- Problem description: Count the lines of the entries below that contain the string "wing", and reply with the number alone.

- Dataset records:
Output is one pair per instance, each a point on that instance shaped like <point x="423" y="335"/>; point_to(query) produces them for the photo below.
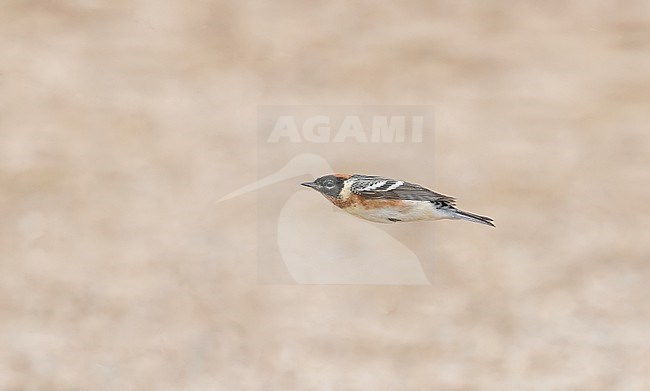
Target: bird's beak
<point x="310" y="184"/>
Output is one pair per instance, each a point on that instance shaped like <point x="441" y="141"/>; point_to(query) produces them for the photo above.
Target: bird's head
<point x="328" y="185"/>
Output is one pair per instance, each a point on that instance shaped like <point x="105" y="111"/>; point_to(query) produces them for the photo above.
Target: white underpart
<point x="395" y="185"/>
<point x="413" y="211"/>
<point x="373" y="186"/>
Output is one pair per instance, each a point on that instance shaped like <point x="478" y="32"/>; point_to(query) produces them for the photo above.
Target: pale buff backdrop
<point x="121" y="122"/>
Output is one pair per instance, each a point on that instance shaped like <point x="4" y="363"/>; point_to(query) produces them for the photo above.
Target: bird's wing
<point x="392" y="189"/>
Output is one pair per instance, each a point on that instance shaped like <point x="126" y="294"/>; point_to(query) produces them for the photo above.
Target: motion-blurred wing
<point x="392" y="189"/>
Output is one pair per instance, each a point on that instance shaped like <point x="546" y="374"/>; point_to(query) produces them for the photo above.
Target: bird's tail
<point x="461" y="214"/>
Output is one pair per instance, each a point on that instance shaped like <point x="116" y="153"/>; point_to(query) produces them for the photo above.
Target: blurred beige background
<point x="122" y="122"/>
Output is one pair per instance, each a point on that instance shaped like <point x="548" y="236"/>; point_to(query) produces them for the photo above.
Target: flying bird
<point x="385" y="200"/>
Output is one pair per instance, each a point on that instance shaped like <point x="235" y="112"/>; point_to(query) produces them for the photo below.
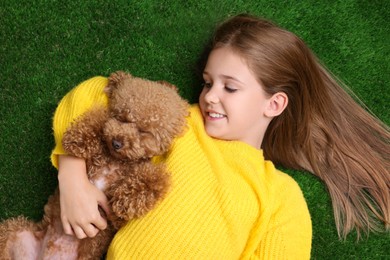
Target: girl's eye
<point x="230" y="90"/>
<point x="207" y="85"/>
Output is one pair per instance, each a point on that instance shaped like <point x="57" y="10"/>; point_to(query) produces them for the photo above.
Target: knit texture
<point x="226" y="201"/>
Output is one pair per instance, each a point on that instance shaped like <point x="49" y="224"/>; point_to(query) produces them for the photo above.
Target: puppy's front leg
<point x="138" y="190"/>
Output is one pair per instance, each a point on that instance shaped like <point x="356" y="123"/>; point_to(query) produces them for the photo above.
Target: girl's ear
<point x="276" y="104"/>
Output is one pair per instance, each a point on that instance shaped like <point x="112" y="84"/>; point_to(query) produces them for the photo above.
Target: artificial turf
<point x="47" y="47"/>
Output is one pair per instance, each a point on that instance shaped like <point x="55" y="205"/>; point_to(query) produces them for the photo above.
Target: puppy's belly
<point x="105" y="176"/>
<point x="58" y="245"/>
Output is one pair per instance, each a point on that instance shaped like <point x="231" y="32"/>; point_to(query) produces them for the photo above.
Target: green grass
<point x="47" y="47"/>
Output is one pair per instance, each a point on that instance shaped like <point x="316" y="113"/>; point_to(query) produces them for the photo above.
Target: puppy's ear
<point x="113" y="81"/>
<point x="167" y="84"/>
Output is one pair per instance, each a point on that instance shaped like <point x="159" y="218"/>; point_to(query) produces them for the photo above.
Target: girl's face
<point x="233" y="103"/>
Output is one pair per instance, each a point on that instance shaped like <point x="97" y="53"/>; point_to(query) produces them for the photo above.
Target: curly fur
<point x="118" y="142"/>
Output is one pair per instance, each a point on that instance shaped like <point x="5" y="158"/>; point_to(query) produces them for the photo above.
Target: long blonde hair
<point x="323" y="129"/>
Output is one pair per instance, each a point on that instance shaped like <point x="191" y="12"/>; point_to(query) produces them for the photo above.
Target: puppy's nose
<point x="116" y="144"/>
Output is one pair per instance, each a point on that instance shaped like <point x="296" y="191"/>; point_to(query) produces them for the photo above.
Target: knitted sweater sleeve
<point x="80" y="99"/>
<point x="289" y="234"/>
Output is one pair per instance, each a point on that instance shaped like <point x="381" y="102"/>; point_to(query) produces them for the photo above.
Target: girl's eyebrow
<point x="225" y="77"/>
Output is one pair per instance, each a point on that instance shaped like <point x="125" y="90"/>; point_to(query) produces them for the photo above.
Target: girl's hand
<point x="79" y="199"/>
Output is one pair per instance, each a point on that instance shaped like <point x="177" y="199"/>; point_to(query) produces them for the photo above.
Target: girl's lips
<point x="214" y="116"/>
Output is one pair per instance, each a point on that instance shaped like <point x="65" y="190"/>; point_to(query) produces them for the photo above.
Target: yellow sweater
<point x="226" y="201"/>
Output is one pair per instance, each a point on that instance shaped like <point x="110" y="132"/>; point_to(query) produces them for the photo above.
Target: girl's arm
<point x="79" y="199"/>
<point x="289" y="233"/>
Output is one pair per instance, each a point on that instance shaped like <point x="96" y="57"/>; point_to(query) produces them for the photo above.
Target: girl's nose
<point x="212" y="96"/>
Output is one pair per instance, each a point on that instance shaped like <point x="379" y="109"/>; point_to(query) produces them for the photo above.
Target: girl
<point x="264" y="92"/>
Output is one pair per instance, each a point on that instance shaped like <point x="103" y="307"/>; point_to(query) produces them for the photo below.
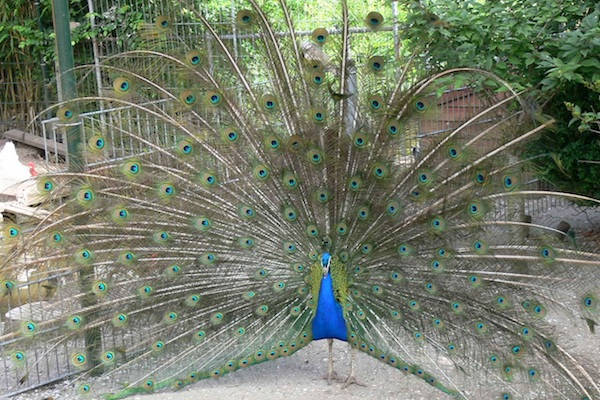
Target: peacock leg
<point x="331" y="374"/>
<point x="351" y="378"/>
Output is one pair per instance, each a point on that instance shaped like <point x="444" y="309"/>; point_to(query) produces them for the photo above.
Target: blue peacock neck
<point x="328" y="322"/>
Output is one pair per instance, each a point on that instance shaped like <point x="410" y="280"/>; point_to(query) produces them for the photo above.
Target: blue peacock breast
<point x="329" y="322"/>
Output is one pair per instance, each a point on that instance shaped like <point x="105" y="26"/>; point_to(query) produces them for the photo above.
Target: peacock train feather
<point x="261" y="203"/>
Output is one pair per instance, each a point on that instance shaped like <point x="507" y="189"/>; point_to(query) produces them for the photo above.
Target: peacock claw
<point x="351" y="380"/>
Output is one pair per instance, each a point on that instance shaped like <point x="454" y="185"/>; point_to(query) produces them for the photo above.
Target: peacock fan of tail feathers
<point x="256" y="204"/>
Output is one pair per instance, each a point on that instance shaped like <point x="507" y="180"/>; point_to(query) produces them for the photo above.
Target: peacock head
<point x="325" y="262"/>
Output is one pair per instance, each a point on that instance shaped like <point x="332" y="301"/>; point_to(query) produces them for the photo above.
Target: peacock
<point x="242" y="207"/>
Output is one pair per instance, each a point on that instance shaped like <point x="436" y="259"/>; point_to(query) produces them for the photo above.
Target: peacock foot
<point x="351" y="380"/>
<point x="332" y="377"/>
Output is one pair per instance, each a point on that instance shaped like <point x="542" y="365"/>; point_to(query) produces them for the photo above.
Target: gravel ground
<point x="296" y="377"/>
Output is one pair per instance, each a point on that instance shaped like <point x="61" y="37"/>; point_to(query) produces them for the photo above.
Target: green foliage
<point x="552" y="46"/>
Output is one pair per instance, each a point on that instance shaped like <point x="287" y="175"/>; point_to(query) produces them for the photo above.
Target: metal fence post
<point x="64" y="51"/>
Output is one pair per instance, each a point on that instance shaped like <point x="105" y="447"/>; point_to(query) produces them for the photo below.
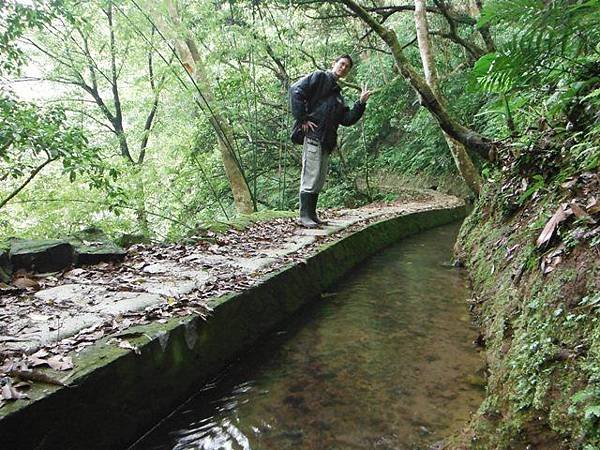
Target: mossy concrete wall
<point x="115" y="395"/>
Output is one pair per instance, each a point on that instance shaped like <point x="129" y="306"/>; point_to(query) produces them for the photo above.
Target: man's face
<point x="341" y="68"/>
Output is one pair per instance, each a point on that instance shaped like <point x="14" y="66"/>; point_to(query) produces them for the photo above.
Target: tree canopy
<point x="159" y="117"/>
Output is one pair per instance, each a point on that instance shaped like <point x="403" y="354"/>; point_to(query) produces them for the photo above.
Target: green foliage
<point x="16" y="18"/>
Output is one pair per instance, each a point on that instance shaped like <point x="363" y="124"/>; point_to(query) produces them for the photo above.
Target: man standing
<point x="317" y="104"/>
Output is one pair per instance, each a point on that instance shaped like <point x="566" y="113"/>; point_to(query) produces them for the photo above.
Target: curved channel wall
<point x="115" y="395"/>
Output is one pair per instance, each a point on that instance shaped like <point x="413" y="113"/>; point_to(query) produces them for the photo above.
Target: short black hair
<point x="348" y="57"/>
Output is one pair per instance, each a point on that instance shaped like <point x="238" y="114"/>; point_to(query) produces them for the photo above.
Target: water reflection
<point x="384" y="362"/>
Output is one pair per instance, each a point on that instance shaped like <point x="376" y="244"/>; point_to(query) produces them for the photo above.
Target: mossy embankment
<point x="538" y="307"/>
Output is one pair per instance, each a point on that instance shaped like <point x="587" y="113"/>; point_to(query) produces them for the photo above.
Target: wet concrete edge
<point x="115" y="395"/>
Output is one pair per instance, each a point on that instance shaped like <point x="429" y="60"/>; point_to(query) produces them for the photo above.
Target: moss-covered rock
<point x="47" y="255"/>
<point x="541" y="329"/>
<point x="5" y="265"/>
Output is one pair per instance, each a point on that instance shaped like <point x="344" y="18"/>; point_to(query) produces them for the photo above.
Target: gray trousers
<point x="315" y="164"/>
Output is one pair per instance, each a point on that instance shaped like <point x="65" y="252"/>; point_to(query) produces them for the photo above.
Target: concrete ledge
<point x="115" y="395"/>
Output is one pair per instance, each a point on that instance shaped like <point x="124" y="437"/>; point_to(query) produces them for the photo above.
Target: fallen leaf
<point x="559" y="216"/>
<point x="10" y="393"/>
<point x="126" y="345"/>
<point x="593" y="206"/>
<point x="26" y="283"/>
<point x="580" y="212"/>
<point x="60" y="362"/>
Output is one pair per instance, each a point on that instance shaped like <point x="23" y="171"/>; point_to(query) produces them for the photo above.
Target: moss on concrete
<point x="115" y="395"/>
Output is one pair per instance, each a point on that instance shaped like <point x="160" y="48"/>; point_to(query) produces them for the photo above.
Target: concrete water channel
<point x="385" y="360"/>
<point x="115" y="395"/>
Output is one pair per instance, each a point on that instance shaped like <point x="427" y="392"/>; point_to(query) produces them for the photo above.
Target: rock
<point x="127" y="240"/>
<point x="49" y="255"/>
<point x="92" y="246"/>
<point x="5" y="266"/>
<point x="92" y="234"/>
<point x="98" y="252"/>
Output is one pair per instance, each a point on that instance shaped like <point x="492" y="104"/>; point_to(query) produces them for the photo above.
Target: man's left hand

- In response: 2